- [Problem details]:
Leave out the pictures and copy each record below exactly.

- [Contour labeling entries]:
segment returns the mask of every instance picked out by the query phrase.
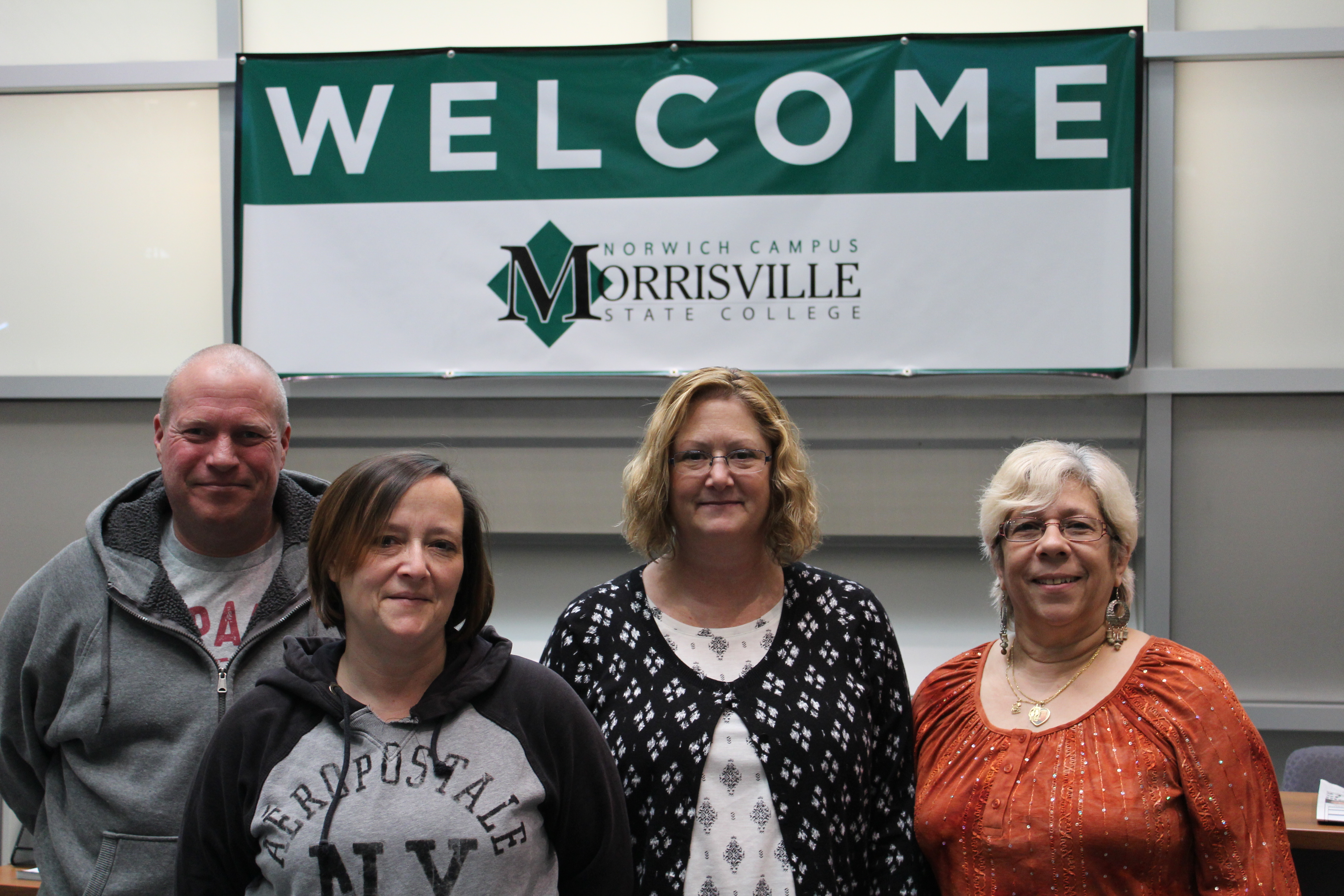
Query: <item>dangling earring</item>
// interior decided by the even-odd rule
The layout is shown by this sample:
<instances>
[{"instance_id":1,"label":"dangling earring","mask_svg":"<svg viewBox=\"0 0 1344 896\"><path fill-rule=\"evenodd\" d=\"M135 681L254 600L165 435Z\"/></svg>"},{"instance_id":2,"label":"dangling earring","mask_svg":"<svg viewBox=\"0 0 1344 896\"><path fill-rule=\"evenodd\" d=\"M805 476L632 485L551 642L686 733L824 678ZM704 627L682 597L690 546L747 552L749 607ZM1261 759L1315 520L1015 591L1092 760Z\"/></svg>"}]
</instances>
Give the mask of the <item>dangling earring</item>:
<instances>
[{"instance_id":1,"label":"dangling earring","mask_svg":"<svg viewBox=\"0 0 1344 896\"><path fill-rule=\"evenodd\" d=\"M1008 653L1008 595L999 604L999 653Z\"/></svg>"},{"instance_id":2,"label":"dangling earring","mask_svg":"<svg viewBox=\"0 0 1344 896\"><path fill-rule=\"evenodd\" d=\"M1120 587L1110 594L1106 604L1106 643L1120 650L1129 637L1129 604L1120 596Z\"/></svg>"}]
</instances>

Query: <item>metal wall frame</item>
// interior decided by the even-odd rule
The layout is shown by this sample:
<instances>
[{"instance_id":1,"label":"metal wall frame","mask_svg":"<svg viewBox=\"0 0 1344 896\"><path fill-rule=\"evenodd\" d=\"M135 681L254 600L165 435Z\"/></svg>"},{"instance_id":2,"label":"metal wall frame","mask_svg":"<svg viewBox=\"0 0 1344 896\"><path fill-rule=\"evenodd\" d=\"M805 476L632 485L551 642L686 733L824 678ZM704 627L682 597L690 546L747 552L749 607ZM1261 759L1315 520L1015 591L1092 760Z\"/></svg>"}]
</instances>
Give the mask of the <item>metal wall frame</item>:
<instances>
[{"instance_id":1,"label":"metal wall frame","mask_svg":"<svg viewBox=\"0 0 1344 896\"><path fill-rule=\"evenodd\" d=\"M223 337L233 339L234 54L242 51L242 0L216 0L218 58L183 62L0 66L0 93L219 89ZM694 35L692 0L667 0L669 40ZM1172 396L1344 392L1344 369L1185 369L1173 367L1175 305L1175 63L1214 59L1344 56L1344 28L1176 31L1176 0L1149 0L1148 116L1144 161L1144 275L1136 368L1110 380L1087 376L790 376L784 396L1068 396L1144 395L1144 602L1140 618L1171 633ZM156 399L161 376L0 376L8 399ZM656 396L659 377L305 379L305 398L628 398ZM1249 704L1266 728L1344 729L1344 705Z\"/></svg>"}]
</instances>

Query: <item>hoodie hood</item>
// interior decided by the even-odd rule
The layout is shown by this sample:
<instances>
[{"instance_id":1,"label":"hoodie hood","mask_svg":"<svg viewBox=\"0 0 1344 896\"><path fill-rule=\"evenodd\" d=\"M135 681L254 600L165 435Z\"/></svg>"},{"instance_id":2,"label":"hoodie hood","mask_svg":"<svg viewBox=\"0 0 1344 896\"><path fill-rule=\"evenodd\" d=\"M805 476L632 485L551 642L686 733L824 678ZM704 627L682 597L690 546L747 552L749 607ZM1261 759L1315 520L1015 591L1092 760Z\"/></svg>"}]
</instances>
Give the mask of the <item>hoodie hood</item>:
<instances>
[{"instance_id":1,"label":"hoodie hood","mask_svg":"<svg viewBox=\"0 0 1344 896\"><path fill-rule=\"evenodd\" d=\"M317 477L281 470L274 508L285 552L280 575L262 595L255 618L266 619L284 610L306 580L304 545L317 498L325 489L327 482ZM94 509L85 521L85 535L108 574L108 584L142 611L195 631L187 607L159 559L159 540L171 513L163 473L152 470L128 482Z\"/></svg>"},{"instance_id":2,"label":"hoodie hood","mask_svg":"<svg viewBox=\"0 0 1344 896\"><path fill-rule=\"evenodd\" d=\"M444 672L411 708L414 723L450 719L476 697L489 690L508 666L513 645L493 626L485 626L466 643L450 645ZM336 684L336 666L345 653L344 638L285 638L285 665L263 674L257 682L312 704L332 719L343 719L344 708ZM349 695L349 705L359 708Z\"/></svg>"}]
</instances>

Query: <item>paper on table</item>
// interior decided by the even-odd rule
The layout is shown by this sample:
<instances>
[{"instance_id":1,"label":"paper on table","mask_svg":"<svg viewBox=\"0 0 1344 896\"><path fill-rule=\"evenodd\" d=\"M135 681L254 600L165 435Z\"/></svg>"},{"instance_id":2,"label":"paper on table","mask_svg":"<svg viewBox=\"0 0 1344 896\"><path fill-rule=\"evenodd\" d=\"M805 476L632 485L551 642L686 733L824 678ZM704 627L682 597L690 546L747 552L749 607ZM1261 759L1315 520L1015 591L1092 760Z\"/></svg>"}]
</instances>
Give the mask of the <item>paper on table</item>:
<instances>
[{"instance_id":1,"label":"paper on table","mask_svg":"<svg viewBox=\"0 0 1344 896\"><path fill-rule=\"evenodd\" d=\"M1321 789L1316 794L1316 821L1344 825L1344 787L1321 778Z\"/></svg>"}]
</instances>

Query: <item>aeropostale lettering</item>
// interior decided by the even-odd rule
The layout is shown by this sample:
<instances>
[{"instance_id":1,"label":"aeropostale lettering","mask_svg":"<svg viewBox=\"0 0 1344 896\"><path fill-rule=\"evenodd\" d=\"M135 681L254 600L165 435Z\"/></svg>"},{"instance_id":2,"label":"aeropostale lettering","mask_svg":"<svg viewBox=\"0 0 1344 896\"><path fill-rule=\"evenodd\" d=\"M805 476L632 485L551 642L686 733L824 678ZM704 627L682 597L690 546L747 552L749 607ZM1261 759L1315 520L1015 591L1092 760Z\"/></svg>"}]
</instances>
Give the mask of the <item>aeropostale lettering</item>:
<instances>
[{"instance_id":1,"label":"aeropostale lettering","mask_svg":"<svg viewBox=\"0 0 1344 896\"><path fill-rule=\"evenodd\" d=\"M382 758L376 770L374 768L375 755ZM360 787L340 789L340 802L336 806L335 826L332 827L333 838L339 838L343 830L364 834L378 832L384 825L382 797L386 795L386 798L395 801L406 799L409 797L407 789L410 789L426 794L421 798L430 801L426 806L457 806L449 814L442 814L446 811L445 809L434 810L431 815L442 815L449 830L466 833L466 830L478 827L481 833L488 834L491 848L487 850L487 856L500 856L528 842L528 821L524 814L520 814L524 811L523 801L516 793L501 790L501 785L493 775L477 774L474 778L464 780L457 772L473 764L469 758L450 752L435 762L423 744L418 744L407 755L410 762L403 764L402 747L387 742L378 754L366 752L351 758L352 770L364 767L371 774L366 772L367 783ZM323 763L312 776L320 782L316 787L300 779L290 786L286 798L278 805L265 805L258 810L263 829L258 837L261 850L281 868L290 858L290 844L296 837L316 838L319 836L323 827L320 813L327 810L335 798L340 766L336 762ZM434 778L441 779L439 785L426 787L425 783ZM457 783L449 790L449 780L454 778ZM319 797L319 793L324 795ZM444 802L437 802L439 799ZM388 860L383 842L358 836L352 837L351 841L352 845L349 845L347 854L353 854L362 861L364 892L378 893L378 862ZM353 865L349 864L351 860L341 857L345 849L345 846L337 848L335 842L312 844L309 841L306 852L309 857L316 860L324 893L332 888L341 893L352 892L353 883L349 868ZM473 837L446 840L439 837L435 840L426 836L406 841L406 853L415 857L435 893L452 892L462 864L468 854L476 849L477 840Z\"/></svg>"}]
</instances>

- [Exercise solution]:
segment returns the mask of every instance picked out by the query phrase.
Query: <item>dangling earring</item>
// interior decided by the even-odd rule
The layout is shown by this sample:
<instances>
[{"instance_id":1,"label":"dangling earring","mask_svg":"<svg viewBox=\"0 0 1344 896\"><path fill-rule=\"evenodd\" d=\"M135 681L254 600L165 435Z\"/></svg>"},{"instance_id":2,"label":"dangling earring","mask_svg":"<svg viewBox=\"0 0 1344 896\"><path fill-rule=\"evenodd\" d=\"M805 476L632 485L551 642L686 733L824 678ZM704 627L682 597L690 546L747 552L749 607ZM1261 759L1315 520L1015 591L1092 760Z\"/></svg>"}]
</instances>
Give the mask of the <item>dangling earring</item>:
<instances>
[{"instance_id":1,"label":"dangling earring","mask_svg":"<svg viewBox=\"0 0 1344 896\"><path fill-rule=\"evenodd\" d=\"M1008 653L1008 595L999 604L999 653Z\"/></svg>"},{"instance_id":2,"label":"dangling earring","mask_svg":"<svg viewBox=\"0 0 1344 896\"><path fill-rule=\"evenodd\" d=\"M1120 587L1110 594L1106 604L1106 643L1120 650L1129 637L1129 604L1120 596Z\"/></svg>"}]
</instances>

Query: <item>metal wall frame</item>
// interior decided by the even-odd rule
The layout is shown by this sample:
<instances>
[{"instance_id":1,"label":"metal wall frame","mask_svg":"<svg viewBox=\"0 0 1344 896\"><path fill-rule=\"evenodd\" d=\"M135 681L254 600L165 435Z\"/></svg>"},{"instance_id":2,"label":"metal wall frame","mask_svg":"<svg viewBox=\"0 0 1344 896\"><path fill-rule=\"evenodd\" d=\"M805 476L632 485L551 642L686 733L824 678ZM704 627L682 597L690 546L747 552L749 607ZM1261 759L1315 520L1015 591L1092 760Z\"/></svg>"}]
</instances>
Give the mask of the <item>metal wall frame</item>:
<instances>
[{"instance_id":1,"label":"metal wall frame","mask_svg":"<svg viewBox=\"0 0 1344 896\"><path fill-rule=\"evenodd\" d=\"M223 337L233 339L234 54L242 51L242 0L216 0L218 58L183 62L0 66L0 93L219 89ZM694 35L692 0L667 0L669 40ZM1172 396L1344 392L1344 369L1185 369L1173 367L1175 305L1175 63L1214 59L1344 56L1344 28L1176 31L1176 0L1149 0L1148 116L1144 161L1144 275L1136 368L1110 380L1087 376L790 376L784 396L1068 396L1144 395L1144 602L1140 618L1171 633ZM156 399L161 376L0 376L8 399ZM656 396L659 377L305 379L305 398L628 398ZM1249 704L1266 728L1344 729L1344 705Z\"/></svg>"}]
</instances>

Query: <item>hoodie hood</item>
// interior decided by the even-odd rule
The layout is shown by this sample:
<instances>
[{"instance_id":1,"label":"hoodie hood","mask_svg":"<svg viewBox=\"0 0 1344 896\"><path fill-rule=\"evenodd\" d=\"M135 681L254 600L165 435Z\"/></svg>"},{"instance_id":2,"label":"hoodie hood","mask_svg":"<svg viewBox=\"0 0 1344 896\"><path fill-rule=\"evenodd\" d=\"M805 476L632 485L551 642L686 733L824 678ZM704 627L682 597L690 546L747 552L749 607ZM1261 759L1315 520L1015 591L1092 760Z\"/></svg>"}]
</instances>
Give the mask of the <item>hoodie hood</item>:
<instances>
[{"instance_id":1,"label":"hoodie hood","mask_svg":"<svg viewBox=\"0 0 1344 896\"><path fill-rule=\"evenodd\" d=\"M317 477L281 470L274 508L285 552L280 575L262 595L255 618L266 619L284 610L306 580L304 545L317 498L325 489L327 482ZM94 509L85 521L85 535L108 574L108 584L142 611L195 631L187 607L159 559L159 540L171 513L163 473L152 470L128 482Z\"/></svg>"},{"instance_id":2,"label":"hoodie hood","mask_svg":"<svg viewBox=\"0 0 1344 896\"><path fill-rule=\"evenodd\" d=\"M444 672L411 708L414 723L450 719L476 697L489 690L508 666L513 645L493 626L485 626L466 643L450 645ZM336 684L336 666L345 653L344 638L285 638L285 665L263 674L257 682L312 704L332 719L343 719L344 708ZM349 695L349 705L359 708Z\"/></svg>"}]
</instances>

Query: <item>paper on table</item>
// interior decided by the even-odd rule
The layout is shown by this sample:
<instances>
[{"instance_id":1,"label":"paper on table","mask_svg":"<svg viewBox=\"0 0 1344 896\"><path fill-rule=\"evenodd\" d=\"M135 681L254 600L165 435Z\"/></svg>"},{"instance_id":2,"label":"paper on table","mask_svg":"<svg viewBox=\"0 0 1344 896\"><path fill-rule=\"evenodd\" d=\"M805 476L632 485L551 642L686 733L824 678ZM704 627L682 597L690 546L747 552L749 607ZM1261 759L1315 520L1015 591L1092 760Z\"/></svg>"}]
</instances>
Give the mask of the <item>paper on table</item>:
<instances>
[{"instance_id":1,"label":"paper on table","mask_svg":"<svg viewBox=\"0 0 1344 896\"><path fill-rule=\"evenodd\" d=\"M1321 789L1316 794L1316 821L1344 825L1344 787L1321 778Z\"/></svg>"}]
</instances>

Query: <item>aeropostale lettering</item>
// interior decided by the even-odd rule
The layout is shown by this sample:
<instances>
[{"instance_id":1,"label":"aeropostale lettering","mask_svg":"<svg viewBox=\"0 0 1344 896\"><path fill-rule=\"evenodd\" d=\"M135 681L254 600L165 435Z\"/></svg>"},{"instance_id":2,"label":"aeropostale lettering","mask_svg":"<svg viewBox=\"0 0 1344 896\"><path fill-rule=\"evenodd\" d=\"M805 476L632 485L551 642L686 733L824 678ZM704 627L682 597L690 546L747 552L749 607ZM1261 759L1315 520L1015 591L1092 760Z\"/></svg>"}]
</instances>
Give the mask of the <item>aeropostale lettering</item>:
<instances>
[{"instance_id":1,"label":"aeropostale lettering","mask_svg":"<svg viewBox=\"0 0 1344 896\"><path fill-rule=\"evenodd\" d=\"M382 758L376 770L374 768L375 755ZM360 787L340 789L340 802L336 806L335 826L332 827L333 838L339 838L343 830L364 834L378 832L384 825L382 797L386 795L386 798L395 801L406 799L409 797L407 789L410 789L426 794L421 798L430 801L426 806L457 806L449 814L442 814L446 811L445 809L434 810L431 815L442 815L449 830L466 833L466 830L478 827L481 833L488 834L491 848L487 850L487 856L500 856L528 842L528 821L524 814L520 814L524 811L523 801L516 793L501 790L501 785L493 775L477 774L474 778L464 780L457 772L473 764L469 758L450 752L435 762L423 744L418 744L407 755L410 762L403 764L402 747L387 742L378 754L366 752L351 758L352 770L364 767L371 774L366 772L367 783ZM323 763L312 776L320 782L316 787L300 779L290 786L286 798L278 805L265 805L258 810L263 829L258 837L261 850L281 868L290 858L290 844L296 837L316 838L319 836L323 827L320 813L327 810L335 798L340 766L336 762ZM434 778L441 779L439 785L426 787L425 783ZM457 783L449 790L449 780L454 778ZM319 797L319 793L324 795ZM444 802L437 802L439 799ZM388 860L383 842L358 836L352 837L351 841L352 845L349 845L347 854L353 854L362 861L364 892L378 893L378 862ZM353 865L349 864L351 860L341 857L345 849L345 846L337 848L335 842L312 844L309 841L306 852L309 857L316 860L324 893L332 888L341 893L352 892L353 883L349 868ZM473 837L446 840L439 837L435 840L426 836L406 841L406 853L415 857L435 893L452 892L462 864L468 854L476 849L477 840Z\"/></svg>"}]
</instances>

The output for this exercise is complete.